SUPPLIED RECORDS –
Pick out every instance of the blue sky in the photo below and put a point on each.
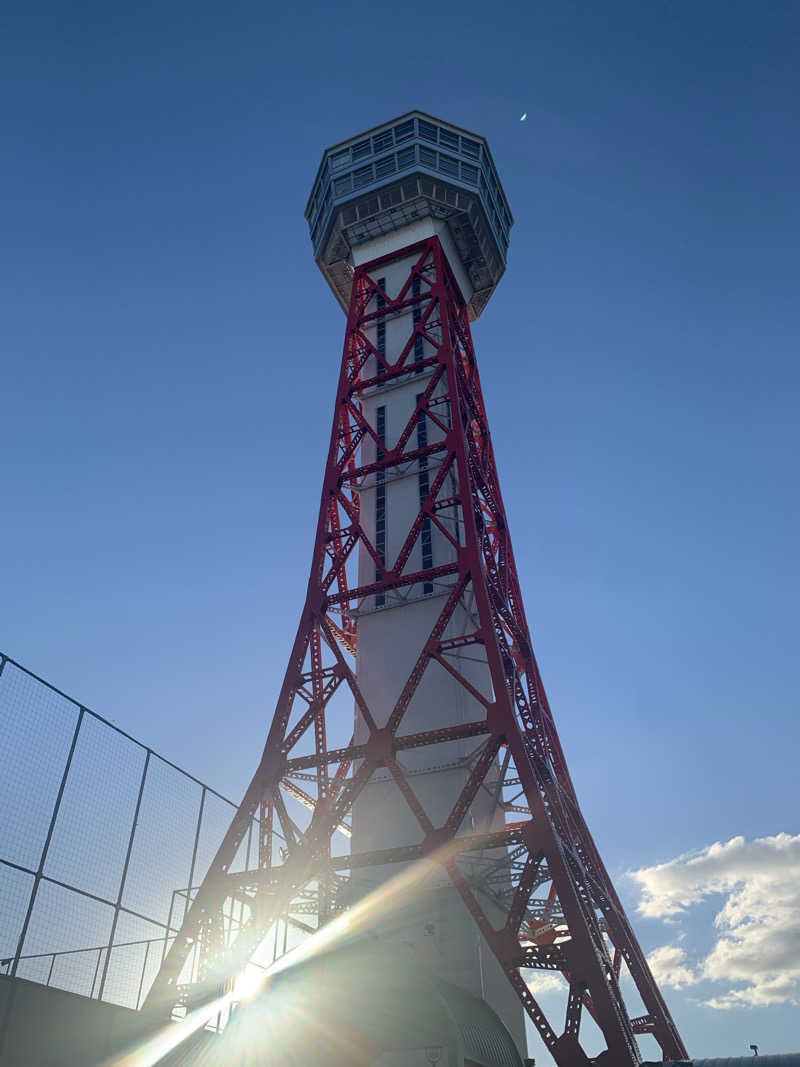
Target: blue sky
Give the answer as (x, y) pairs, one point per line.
(170, 352)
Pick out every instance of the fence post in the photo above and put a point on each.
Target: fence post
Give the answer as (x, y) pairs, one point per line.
(125, 875)
(194, 853)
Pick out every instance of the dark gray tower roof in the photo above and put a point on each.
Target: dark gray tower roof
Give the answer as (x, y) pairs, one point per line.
(412, 168)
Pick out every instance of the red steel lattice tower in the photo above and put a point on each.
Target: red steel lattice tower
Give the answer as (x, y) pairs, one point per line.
(414, 611)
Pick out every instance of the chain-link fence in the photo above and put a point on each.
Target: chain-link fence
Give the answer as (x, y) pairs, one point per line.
(101, 843)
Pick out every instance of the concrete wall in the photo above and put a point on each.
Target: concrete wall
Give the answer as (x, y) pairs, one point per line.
(43, 1026)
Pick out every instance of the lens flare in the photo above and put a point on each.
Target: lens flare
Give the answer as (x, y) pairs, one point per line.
(357, 920)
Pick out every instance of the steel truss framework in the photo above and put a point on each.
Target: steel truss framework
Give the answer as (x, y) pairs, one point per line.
(542, 872)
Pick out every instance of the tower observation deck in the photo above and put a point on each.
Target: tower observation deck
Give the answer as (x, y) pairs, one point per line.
(411, 176)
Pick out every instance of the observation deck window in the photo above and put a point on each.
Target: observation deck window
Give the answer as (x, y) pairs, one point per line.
(384, 166)
(428, 130)
(382, 141)
(363, 176)
(427, 156)
(403, 131)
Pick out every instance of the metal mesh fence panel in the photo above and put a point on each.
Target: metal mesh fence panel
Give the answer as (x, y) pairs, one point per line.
(36, 726)
(100, 842)
(15, 893)
(163, 844)
(91, 837)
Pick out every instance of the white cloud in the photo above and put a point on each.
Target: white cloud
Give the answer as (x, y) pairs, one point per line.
(757, 926)
(671, 968)
(546, 982)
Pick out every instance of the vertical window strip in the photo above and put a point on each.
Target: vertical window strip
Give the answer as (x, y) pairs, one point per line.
(381, 500)
(418, 341)
(381, 327)
(426, 535)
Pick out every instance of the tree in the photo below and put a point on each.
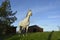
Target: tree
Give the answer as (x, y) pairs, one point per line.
(6, 15)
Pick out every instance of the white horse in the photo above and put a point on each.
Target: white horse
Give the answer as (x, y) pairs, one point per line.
(24, 24)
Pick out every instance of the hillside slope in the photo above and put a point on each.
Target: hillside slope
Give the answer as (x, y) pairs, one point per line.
(37, 36)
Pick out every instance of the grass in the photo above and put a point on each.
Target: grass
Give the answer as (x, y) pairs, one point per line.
(37, 36)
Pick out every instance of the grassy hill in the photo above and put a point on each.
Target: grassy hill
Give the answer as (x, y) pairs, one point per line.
(37, 36)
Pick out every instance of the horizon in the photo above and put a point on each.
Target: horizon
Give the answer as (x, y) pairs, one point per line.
(45, 13)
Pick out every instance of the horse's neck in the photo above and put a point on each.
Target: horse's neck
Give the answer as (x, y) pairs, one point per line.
(28, 18)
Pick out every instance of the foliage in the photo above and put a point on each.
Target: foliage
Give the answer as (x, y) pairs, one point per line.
(6, 15)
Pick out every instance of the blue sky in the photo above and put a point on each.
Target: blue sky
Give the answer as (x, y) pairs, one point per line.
(45, 13)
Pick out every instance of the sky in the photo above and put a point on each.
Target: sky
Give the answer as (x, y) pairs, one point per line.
(45, 13)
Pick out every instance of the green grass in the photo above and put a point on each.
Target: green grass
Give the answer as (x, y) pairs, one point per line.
(36, 36)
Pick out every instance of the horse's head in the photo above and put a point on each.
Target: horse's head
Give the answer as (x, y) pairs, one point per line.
(29, 13)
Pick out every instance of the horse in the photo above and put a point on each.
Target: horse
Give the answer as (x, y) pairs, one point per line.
(24, 24)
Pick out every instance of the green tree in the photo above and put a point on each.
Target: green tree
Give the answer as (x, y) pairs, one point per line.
(6, 15)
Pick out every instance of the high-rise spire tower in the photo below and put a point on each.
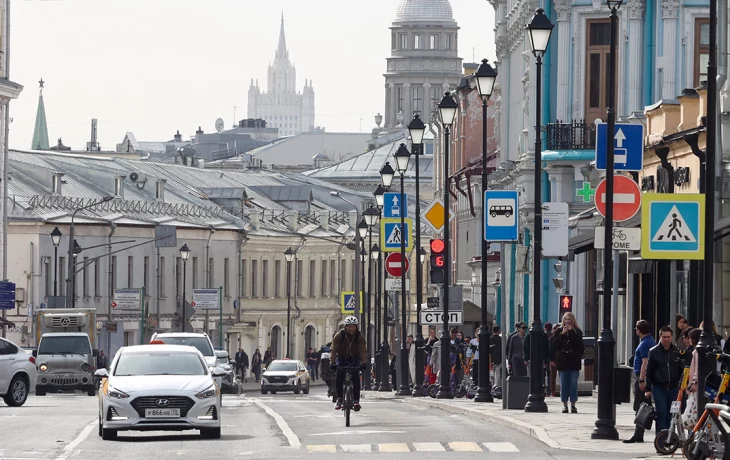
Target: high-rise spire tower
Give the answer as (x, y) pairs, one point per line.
(40, 132)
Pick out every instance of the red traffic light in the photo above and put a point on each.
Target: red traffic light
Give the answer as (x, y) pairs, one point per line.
(437, 246)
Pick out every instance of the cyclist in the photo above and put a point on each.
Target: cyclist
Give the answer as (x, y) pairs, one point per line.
(349, 348)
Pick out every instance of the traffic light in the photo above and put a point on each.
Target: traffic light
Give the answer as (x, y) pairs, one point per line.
(566, 304)
(438, 261)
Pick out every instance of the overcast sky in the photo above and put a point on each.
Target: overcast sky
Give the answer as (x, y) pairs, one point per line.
(155, 66)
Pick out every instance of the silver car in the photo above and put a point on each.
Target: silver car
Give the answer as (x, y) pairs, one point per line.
(159, 387)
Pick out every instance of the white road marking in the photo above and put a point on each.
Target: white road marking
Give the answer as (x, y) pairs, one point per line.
(358, 448)
(68, 450)
(500, 447)
(283, 426)
(428, 447)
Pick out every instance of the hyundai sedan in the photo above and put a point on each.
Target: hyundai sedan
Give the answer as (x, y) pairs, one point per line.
(159, 387)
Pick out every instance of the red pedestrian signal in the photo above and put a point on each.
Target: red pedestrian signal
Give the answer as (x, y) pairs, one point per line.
(438, 261)
(566, 304)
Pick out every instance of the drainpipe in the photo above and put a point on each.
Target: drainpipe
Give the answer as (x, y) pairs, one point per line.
(110, 296)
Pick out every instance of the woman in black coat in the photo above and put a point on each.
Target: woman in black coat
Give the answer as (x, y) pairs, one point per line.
(567, 347)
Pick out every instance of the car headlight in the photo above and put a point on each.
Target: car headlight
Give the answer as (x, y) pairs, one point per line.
(115, 394)
(209, 392)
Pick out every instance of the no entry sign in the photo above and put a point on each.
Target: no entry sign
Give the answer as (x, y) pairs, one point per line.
(394, 264)
(626, 198)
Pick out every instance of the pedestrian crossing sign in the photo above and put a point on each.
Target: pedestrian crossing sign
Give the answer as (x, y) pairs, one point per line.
(347, 303)
(672, 226)
(392, 236)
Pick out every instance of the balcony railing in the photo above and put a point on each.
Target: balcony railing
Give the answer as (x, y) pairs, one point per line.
(576, 135)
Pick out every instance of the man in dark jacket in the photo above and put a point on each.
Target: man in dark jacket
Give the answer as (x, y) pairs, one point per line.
(663, 373)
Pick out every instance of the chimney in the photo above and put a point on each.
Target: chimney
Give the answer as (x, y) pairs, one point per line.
(119, 187)
(56, 183)
(160, 190)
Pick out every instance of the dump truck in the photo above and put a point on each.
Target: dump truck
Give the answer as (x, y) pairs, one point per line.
(66, 352)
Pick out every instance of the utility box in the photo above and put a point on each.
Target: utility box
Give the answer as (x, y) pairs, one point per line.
(517, 391)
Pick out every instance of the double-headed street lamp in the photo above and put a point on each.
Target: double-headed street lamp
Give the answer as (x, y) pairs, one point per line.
(289, 256)
(371, 217)
(402, 157)
(606, 419)
(184, 255)
(540, 28)
(485, 78)
(417, 129)
(56, 240)
(447, 112)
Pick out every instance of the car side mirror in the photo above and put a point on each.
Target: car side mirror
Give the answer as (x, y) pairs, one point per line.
(101, 373)
(219, 372)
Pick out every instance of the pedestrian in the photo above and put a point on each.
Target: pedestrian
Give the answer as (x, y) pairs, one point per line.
(641, 359)
(495, 355)
(311, 363)
(663, 373)
(256, 363)
(568, 349)
(682, 325)
(515, 352)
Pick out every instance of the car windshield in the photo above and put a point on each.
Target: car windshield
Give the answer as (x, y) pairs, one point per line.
(159, 363)
(68, 345)
(282, 367)
(201, 343)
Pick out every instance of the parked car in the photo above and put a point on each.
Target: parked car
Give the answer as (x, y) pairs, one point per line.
(17, 373)
(285, 375)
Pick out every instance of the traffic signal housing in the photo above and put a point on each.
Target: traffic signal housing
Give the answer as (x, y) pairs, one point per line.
(438, 261)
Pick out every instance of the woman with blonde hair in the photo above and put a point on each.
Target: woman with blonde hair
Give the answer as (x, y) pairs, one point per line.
(567, 347)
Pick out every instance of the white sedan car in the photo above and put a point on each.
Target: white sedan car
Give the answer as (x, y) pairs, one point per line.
(159, 387)
(17, 371)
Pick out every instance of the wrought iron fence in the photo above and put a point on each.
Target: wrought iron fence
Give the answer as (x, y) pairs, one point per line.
(575, 135)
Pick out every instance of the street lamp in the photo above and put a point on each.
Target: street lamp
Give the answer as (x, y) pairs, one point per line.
(56, 240)
(417, 129)
(77, 250)
(485, 78)
(447, 111)
(371, 216)
(540, 29)
(289, 256)
(402, 157)
(606, 417)
(184, 255)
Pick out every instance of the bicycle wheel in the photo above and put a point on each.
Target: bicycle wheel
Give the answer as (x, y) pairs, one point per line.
(666, 442)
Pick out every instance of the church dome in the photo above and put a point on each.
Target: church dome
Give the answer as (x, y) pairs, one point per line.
(424, 10)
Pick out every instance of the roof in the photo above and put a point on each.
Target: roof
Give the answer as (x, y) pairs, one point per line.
(424, 10)
(303, 148)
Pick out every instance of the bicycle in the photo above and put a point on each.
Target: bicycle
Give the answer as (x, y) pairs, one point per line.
(347, 396)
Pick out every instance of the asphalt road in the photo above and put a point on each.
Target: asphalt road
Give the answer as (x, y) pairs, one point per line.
(63, 427)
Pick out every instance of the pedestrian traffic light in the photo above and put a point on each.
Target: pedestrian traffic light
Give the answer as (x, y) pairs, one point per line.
(566, 304)
(438, 261)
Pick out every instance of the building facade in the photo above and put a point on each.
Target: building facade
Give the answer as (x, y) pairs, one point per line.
(281, 105)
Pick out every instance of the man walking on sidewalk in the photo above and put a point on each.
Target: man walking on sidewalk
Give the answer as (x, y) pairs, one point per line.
(641, 361)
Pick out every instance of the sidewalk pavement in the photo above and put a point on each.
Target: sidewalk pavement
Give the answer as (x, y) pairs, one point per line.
(557, 430)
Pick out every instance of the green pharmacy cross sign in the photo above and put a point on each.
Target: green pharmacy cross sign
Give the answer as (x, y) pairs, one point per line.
(586, 192)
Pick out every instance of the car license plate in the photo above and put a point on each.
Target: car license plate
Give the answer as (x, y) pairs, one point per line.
(162, 413)
(676, 405)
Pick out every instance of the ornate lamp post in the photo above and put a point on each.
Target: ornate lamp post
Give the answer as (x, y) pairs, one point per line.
(447, 111)
(184, 255)
(485, 78)
(540, 29)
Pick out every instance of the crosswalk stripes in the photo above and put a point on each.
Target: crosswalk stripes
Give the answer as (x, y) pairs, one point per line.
(460, 446)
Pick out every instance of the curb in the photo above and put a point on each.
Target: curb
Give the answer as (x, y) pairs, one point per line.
(535, 431)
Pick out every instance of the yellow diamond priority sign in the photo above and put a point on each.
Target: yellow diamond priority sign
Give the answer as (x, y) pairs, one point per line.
(434, 215)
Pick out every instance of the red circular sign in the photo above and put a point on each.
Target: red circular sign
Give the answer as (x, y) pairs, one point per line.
(393, 264)
(626, 198)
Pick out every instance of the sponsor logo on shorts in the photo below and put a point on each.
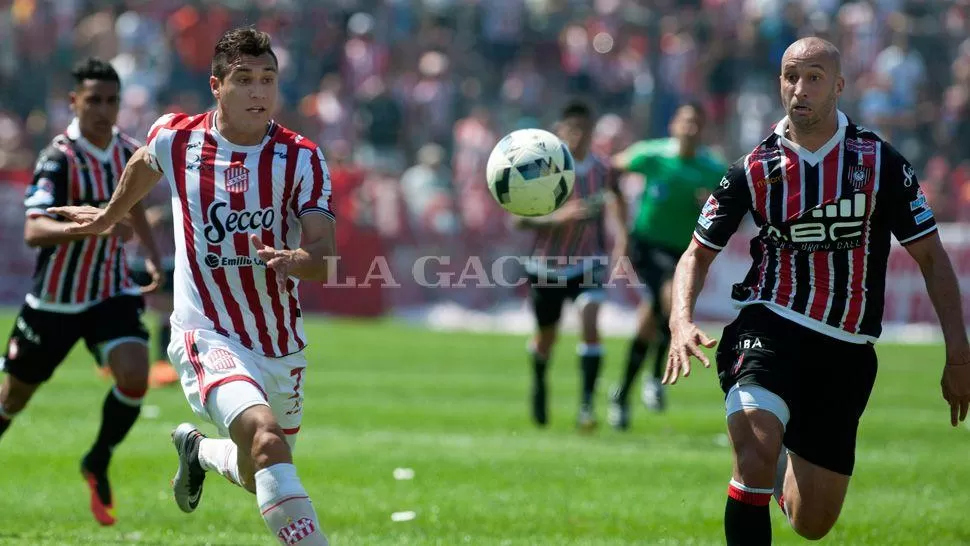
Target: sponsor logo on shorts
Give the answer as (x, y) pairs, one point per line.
(221, 359)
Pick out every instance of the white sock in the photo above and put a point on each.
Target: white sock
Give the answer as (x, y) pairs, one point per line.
(220, 455)
(286, 508)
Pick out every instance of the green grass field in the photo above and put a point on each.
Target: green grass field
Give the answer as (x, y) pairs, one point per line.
(453, 408)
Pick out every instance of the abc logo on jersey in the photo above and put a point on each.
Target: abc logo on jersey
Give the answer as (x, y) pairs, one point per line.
(221, 224)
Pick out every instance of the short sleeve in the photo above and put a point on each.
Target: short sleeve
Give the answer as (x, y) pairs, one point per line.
(49, 185)
(724, 209)
(910, 215)
(158, 143)
(314, 188)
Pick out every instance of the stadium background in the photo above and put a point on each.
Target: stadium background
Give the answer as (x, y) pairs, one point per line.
(407, 97)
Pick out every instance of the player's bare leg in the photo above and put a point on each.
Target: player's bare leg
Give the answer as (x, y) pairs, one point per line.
(813, 497)
(266, 462)
(14, 395)
(756, 438)
(590, 361)
(541, 348)
(128, 362)
(646, 333)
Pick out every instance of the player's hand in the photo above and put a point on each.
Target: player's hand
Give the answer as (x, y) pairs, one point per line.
(158, 280)
(280, 261)
(686, 340)
(87, 220)
(956, 387)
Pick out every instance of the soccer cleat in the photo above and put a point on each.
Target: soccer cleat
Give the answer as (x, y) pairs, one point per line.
(653, 395)
(101, 502)
(586, 420)
(187, 483)
(539, 409)
(162, 374)
(618, 412)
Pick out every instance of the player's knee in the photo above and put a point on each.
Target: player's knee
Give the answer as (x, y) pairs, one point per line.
(269, 447)
(812, 526)
(131, 376)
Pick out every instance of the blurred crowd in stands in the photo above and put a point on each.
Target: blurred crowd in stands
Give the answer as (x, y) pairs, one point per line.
(407, 97)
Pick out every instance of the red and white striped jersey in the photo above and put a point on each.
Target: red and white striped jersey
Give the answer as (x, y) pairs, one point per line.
(222, 193)
(73, 276)
(825, 220)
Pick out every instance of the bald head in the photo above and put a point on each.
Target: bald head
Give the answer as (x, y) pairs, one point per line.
(814, 50)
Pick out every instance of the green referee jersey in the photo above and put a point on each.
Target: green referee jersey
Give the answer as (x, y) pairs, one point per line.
(669, 204)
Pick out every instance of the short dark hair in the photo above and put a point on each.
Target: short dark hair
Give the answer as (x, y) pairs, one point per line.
(94, 68)
(236, 43)
(576, 109)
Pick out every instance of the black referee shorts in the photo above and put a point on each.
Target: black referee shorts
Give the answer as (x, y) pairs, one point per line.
(825, 382)
(42, 339)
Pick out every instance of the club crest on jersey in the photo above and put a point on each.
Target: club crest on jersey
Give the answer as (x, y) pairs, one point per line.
(859, 176)
(237, 178)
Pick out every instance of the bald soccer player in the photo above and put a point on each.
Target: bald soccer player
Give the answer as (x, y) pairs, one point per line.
(797, 365)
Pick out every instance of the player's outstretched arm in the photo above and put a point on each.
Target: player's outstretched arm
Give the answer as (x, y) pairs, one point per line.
(685, 337)
(136, 181)
(944, 291)
(313, 261)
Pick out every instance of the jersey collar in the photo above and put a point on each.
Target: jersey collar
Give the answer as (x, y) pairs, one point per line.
(74, 133)
(813, 158)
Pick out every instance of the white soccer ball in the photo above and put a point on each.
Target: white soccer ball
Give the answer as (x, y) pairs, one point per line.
(530, 172)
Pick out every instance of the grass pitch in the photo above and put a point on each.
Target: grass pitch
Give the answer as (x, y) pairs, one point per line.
(452, 407)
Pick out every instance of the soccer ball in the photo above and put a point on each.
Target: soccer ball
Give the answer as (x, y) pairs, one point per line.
(530, 172)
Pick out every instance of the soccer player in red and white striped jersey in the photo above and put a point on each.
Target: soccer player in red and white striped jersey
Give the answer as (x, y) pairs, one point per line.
(251, 201)
(81, 286)
(798, 365)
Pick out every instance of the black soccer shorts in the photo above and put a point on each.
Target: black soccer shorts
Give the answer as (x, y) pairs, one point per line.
(42, 339)
(549, 295)
(825, 382)
(653, 264)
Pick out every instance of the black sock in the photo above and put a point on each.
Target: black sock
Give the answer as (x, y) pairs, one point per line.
(590, 364)
(164, 338)
(747, 521)
(118, 415)
(539, 365)
(635, 358)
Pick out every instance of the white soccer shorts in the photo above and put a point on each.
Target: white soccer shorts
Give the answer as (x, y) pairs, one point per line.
(205, 360)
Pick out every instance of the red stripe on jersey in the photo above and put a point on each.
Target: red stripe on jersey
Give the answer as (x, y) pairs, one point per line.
(240, 241)
(786, 262)
(793, 185)
(57, 267)
(269, 239)
(286, 204)
(107, 279)
(179, 142)
(318, 181)
(74, 176)
(762, 270)
(831, 176)
(207, 190)
(755, 170)
(857, 295)
(81, 293)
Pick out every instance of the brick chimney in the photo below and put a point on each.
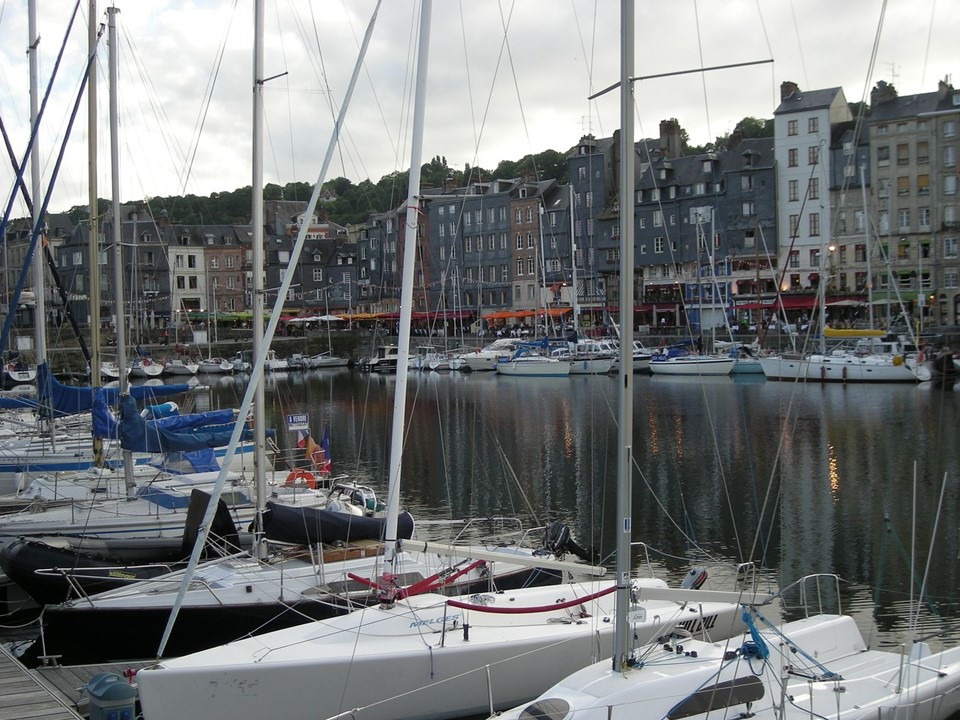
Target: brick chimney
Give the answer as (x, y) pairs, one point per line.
(670, 143)
(882, 92)
(788, 88)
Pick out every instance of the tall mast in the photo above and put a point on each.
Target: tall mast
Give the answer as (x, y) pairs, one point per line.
(259, 432)
(117, 235)
(391, 542)
(573, 266)
(866, 234)
(94, 223)
(621, 638)
(39, 286)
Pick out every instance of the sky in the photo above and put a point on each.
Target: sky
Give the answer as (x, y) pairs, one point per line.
(505, 78)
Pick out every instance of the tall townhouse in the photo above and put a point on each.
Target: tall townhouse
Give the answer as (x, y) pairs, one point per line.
(848, 264)
(527, 279)
(901, 252)
(593, 168)
(223, 258)
(185, 258)
(803, 124)
(371, 241)
(941, 126)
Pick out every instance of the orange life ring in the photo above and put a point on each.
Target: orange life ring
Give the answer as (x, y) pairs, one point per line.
(302, 477)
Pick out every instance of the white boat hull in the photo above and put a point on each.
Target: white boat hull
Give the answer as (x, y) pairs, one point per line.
(534, 367)
(864, 684)
(410, 662)
(697, 365)
(845, 367)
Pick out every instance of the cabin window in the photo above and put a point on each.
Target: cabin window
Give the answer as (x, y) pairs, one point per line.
(730, 693)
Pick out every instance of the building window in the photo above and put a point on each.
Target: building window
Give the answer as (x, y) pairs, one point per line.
(903, 186)
(950, 248)
(903, 219)
(903, 154)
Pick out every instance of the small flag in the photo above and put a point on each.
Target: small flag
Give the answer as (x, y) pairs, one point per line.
(320, 454)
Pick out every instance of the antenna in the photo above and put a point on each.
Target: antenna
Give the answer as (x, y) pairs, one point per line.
(894, 73)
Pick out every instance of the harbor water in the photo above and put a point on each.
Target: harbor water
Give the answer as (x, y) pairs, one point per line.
(856, 480)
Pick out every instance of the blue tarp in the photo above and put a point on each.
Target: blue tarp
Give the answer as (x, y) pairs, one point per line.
(170, 434)
(69, 400)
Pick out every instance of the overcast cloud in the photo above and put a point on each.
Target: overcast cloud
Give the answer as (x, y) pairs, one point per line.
(486, 100)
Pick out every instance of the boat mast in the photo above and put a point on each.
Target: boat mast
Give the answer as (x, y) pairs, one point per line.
(866, 233)
(621, 644)
(392, 545)
(259, 432)
(573, 266)
(116, 231)
(39, 286)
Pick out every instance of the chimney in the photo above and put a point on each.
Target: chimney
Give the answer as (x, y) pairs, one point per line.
(670, 144)
(787, 89)
(882, 92)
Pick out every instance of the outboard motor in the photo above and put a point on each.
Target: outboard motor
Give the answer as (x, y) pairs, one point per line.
(557, 539)
(696, 576)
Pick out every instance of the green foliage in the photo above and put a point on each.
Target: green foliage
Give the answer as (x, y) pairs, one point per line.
(353, 203)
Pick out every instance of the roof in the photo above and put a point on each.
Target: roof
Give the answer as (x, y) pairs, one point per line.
(802, 101)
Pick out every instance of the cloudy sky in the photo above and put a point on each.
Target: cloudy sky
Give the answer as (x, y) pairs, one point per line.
(506, 78)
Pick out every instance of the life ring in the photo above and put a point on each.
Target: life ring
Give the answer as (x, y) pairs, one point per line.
(302, 477)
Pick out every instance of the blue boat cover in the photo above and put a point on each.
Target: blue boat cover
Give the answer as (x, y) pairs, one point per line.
(62, 399)
(177, 433)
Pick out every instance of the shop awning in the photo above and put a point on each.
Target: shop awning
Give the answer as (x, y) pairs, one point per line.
(796, 302)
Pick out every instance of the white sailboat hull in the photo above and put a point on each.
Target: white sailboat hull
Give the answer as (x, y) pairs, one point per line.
(693, 365)
(867, 684)
(534, 367)
(414, 661)
(841, 367)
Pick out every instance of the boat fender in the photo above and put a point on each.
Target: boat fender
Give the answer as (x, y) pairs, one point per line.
(695, 578)
(302, 477)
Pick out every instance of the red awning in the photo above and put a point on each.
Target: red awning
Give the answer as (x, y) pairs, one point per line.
(796, 302)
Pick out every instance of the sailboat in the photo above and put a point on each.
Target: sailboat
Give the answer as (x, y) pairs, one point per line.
(415, 655)
(817, 667)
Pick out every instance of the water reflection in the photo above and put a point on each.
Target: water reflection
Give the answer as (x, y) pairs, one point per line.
(801, 479)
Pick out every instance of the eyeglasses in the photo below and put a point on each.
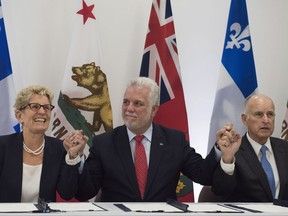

TASK REQUIREMENTS –
Starting at the first line of the listing above, write out each line exactly and nothing else until you reach the line containing "Pick out every instance of the metal", which is included as well; omit all pictures.

SOLUTION BELOW –
Pick out every instance of the blue sky in the photo below and put a point on each.
Target: blue sky
Give the answer as (x, y) pairs, one point per line.
(170, 352)
Pick out every instance of the fence post in the photo above and put a point on each.
Target: fence post
Give the answer as (x, y) pairs, one point per line.
(125, 875)
(194, 853)
Pick out every instance of the dark gray tower roof in the photo above and put a point on each.
Target: dark gray tower roof
Give the answer as (x, y) pairs, one point per line.
(412, 168)
Pick out every instance of the red steel lattice tower in the photo above and put a point on each.
Target: red steel lattice tower
Give the answer as (x, y) pairs, one point per line.
(414, 611)
Pick out every instance of the chain-link fence in the photo above and put a point on each.
Target: chain-link fence
Give the answer as (x, y) pairs, one point per line.
(101, 843)
Pick out every instance of the concrete wall in the photo above and put a point on each.
Target: concrete wall
Give the answer as (x, y) pairs, one point per line.
(43, 1026)
Pick out every instance of the lens flare in the photo above and put a point on each.
Target: lens flare
Give the answer as (x, y) pairs, one point per line.
(357, 920)
Pick out every instance of the steel truss framework in the photo above and put a point on each.
Target: steel truss framework
Give the answer as (x, y) pairs, one point per line.
(542, 872)
Pick out every instance of the tower observation deck in the photo above and put a point on each.
Target: tower observation deck
Give the answer as (x, y) pairs, one point per line.
(411, 176)
Pick out every instance of the observation deck window in the photo above and put a point on each.
Target: observation deck window
Give the answer as (x, y) pairs, one point per line.
(384, 166)
(428, 130)
(382, 141)
(363, 176)
(427, 156)
(403, 131)
Pick out every instance of the metal mesh fence panel in the photo above and put a point on each.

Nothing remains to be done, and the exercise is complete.